Entries shown
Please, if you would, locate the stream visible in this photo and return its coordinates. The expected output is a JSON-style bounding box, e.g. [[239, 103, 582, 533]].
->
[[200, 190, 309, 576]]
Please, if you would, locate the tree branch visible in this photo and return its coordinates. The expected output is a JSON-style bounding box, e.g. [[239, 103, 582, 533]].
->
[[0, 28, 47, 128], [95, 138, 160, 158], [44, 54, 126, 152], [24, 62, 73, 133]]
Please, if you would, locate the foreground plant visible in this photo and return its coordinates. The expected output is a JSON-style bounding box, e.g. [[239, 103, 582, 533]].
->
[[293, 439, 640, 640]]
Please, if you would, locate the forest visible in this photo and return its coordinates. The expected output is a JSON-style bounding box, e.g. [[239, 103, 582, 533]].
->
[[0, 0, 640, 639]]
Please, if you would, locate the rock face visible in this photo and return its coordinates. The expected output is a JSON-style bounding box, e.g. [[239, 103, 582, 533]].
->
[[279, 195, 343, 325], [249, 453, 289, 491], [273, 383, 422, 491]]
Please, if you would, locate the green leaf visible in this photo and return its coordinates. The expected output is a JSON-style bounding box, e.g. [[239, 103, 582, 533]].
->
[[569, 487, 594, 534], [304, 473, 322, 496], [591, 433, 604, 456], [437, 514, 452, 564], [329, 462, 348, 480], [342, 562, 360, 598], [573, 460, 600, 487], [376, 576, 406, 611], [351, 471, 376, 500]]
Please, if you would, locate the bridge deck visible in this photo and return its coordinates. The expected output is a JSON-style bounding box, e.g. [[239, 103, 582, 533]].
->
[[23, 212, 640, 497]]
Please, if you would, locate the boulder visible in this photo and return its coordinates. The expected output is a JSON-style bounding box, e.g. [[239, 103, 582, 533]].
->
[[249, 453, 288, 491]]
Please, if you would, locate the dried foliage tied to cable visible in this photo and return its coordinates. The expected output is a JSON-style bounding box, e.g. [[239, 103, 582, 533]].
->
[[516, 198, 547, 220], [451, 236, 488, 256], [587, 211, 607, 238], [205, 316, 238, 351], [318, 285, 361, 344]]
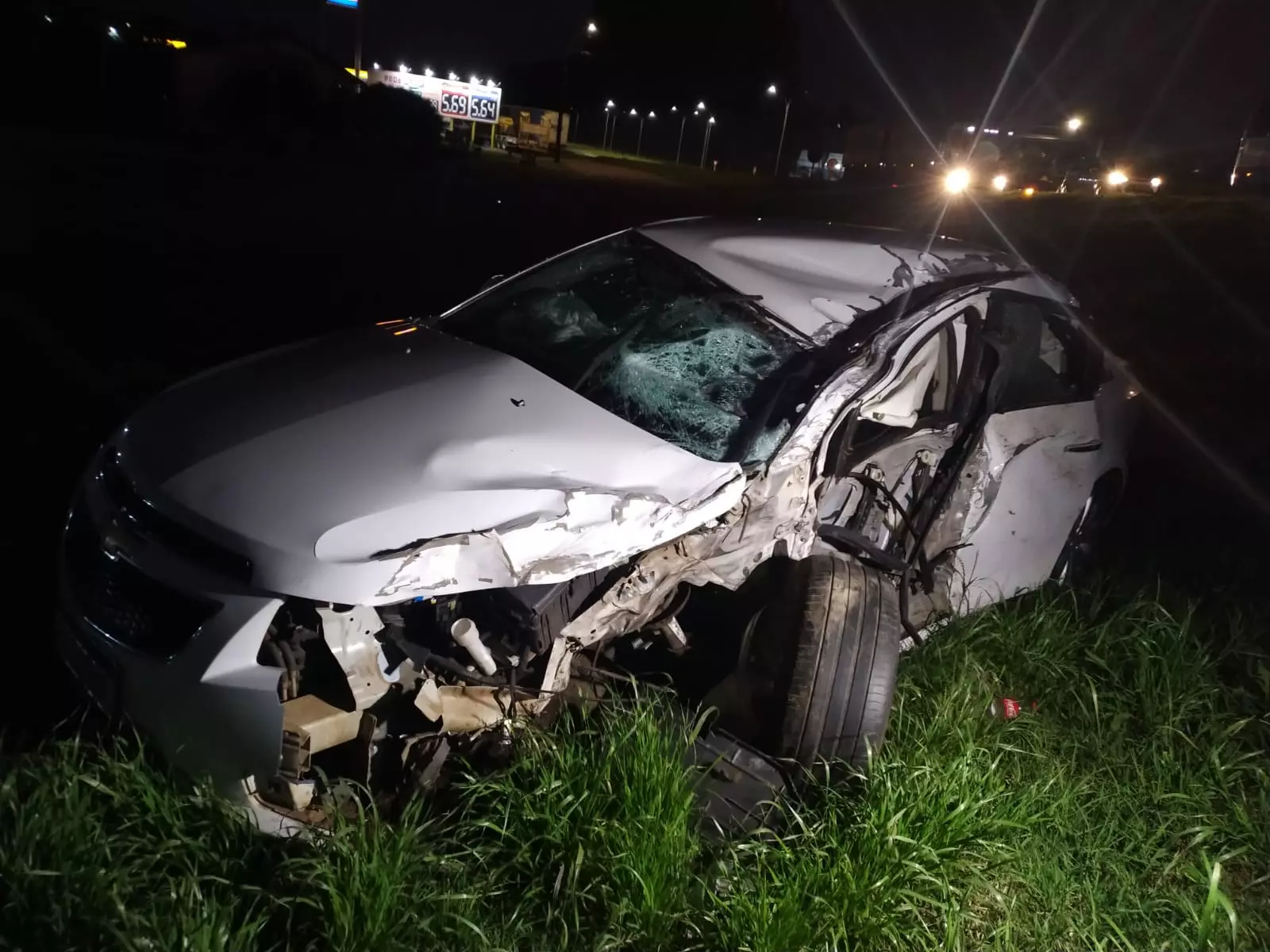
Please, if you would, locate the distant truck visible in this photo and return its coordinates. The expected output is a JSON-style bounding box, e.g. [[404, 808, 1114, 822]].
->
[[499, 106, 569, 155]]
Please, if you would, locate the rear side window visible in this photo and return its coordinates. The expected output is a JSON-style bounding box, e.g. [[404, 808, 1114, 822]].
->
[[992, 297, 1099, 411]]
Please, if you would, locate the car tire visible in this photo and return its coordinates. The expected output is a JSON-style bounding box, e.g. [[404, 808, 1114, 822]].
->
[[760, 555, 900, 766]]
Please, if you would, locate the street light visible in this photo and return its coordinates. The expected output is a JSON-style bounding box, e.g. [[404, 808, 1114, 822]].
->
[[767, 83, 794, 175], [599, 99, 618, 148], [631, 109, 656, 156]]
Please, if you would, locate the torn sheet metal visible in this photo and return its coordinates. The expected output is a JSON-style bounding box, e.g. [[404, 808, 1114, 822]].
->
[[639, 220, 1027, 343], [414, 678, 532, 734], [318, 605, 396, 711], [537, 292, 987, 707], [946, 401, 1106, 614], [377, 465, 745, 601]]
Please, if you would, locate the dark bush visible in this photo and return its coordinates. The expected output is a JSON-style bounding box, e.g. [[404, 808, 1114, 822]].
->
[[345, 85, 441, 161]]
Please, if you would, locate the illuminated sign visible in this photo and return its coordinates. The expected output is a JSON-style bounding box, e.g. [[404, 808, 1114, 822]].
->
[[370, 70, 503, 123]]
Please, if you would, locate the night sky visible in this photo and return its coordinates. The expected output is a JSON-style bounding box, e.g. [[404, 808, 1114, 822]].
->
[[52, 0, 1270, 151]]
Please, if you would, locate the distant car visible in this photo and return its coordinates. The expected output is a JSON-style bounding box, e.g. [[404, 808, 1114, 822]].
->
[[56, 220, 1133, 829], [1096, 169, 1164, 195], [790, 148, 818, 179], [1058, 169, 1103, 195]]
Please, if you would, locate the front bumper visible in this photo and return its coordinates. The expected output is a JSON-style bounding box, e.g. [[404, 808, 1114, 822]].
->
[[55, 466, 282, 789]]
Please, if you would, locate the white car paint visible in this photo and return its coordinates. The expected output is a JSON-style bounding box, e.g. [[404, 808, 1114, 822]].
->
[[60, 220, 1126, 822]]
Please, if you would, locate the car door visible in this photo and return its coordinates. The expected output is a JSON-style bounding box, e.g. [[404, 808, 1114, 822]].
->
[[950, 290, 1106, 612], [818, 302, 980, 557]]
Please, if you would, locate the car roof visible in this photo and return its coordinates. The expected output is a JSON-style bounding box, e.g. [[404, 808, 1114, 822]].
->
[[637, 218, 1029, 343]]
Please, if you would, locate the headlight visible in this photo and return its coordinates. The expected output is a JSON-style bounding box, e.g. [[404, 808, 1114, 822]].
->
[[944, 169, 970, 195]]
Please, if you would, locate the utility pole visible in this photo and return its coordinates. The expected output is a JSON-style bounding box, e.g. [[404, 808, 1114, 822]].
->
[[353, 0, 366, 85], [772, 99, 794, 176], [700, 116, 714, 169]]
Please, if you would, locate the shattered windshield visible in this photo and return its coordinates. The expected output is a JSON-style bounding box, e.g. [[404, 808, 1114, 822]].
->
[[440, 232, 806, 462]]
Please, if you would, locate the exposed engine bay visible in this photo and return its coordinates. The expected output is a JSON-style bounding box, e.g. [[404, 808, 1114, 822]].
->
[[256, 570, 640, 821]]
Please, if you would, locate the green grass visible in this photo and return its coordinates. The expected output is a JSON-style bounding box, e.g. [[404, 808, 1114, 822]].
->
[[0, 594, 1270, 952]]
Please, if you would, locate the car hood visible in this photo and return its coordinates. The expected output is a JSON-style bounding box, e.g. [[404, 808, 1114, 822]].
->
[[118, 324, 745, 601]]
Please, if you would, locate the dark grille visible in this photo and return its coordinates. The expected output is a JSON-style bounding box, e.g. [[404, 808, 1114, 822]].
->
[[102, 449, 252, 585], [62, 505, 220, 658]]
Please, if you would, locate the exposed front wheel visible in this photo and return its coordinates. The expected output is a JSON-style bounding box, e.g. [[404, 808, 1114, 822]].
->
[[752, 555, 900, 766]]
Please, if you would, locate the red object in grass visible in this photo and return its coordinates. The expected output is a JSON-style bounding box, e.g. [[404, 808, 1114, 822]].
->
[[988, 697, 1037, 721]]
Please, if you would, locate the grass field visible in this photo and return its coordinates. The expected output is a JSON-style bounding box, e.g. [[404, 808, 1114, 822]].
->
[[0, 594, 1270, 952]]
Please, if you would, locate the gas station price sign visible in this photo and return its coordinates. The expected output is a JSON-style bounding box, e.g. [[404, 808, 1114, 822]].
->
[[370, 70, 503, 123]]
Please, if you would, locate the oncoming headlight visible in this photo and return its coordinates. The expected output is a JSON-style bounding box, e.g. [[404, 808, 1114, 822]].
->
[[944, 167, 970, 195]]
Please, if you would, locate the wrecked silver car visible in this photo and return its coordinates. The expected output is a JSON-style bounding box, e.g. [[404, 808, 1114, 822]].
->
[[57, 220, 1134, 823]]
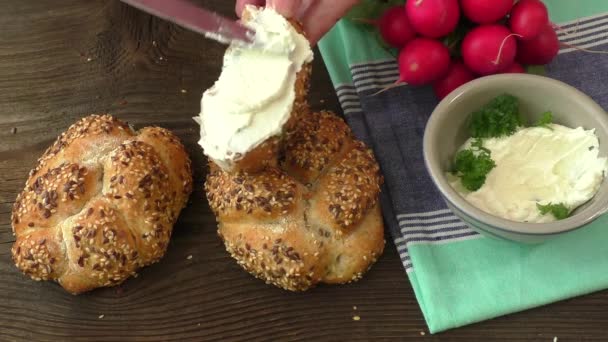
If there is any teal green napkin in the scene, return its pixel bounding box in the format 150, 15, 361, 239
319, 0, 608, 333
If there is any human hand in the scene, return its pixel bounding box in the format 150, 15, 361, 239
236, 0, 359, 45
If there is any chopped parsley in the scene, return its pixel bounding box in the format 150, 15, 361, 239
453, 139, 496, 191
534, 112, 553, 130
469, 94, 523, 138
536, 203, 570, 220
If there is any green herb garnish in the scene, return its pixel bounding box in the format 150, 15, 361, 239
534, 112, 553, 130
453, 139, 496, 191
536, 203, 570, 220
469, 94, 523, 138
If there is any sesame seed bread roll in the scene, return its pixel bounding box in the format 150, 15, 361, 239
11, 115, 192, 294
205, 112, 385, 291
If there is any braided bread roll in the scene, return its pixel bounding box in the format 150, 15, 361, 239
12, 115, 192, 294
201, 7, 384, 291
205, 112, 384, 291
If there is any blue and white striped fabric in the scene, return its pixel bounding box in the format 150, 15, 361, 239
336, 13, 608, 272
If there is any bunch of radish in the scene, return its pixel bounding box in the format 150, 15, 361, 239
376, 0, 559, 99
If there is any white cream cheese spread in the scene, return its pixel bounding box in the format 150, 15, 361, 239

Aim
Reproduce the listing from the line containing "Please, if you would, locate the dark grille" to the line containing "[[102, 449, 252, 585], [62, 505, 220, 658]]", both lines included, and copy the request text unchanged. Multiply each bounding-box coordinate in the answers by 0.4 and round the results to whole numbers, with halves rounded up; leave the numbers in the requests and their format samples unchanged.

Solution below
Please, if you would, locate the dark grille visible in this photo and return its coordinates. The expected output is a JSON-style bounding box, e.g. [[404, 808, 1114, 822]].
->
[[41, 180, 101, 234], [25, 202, 88, 263]]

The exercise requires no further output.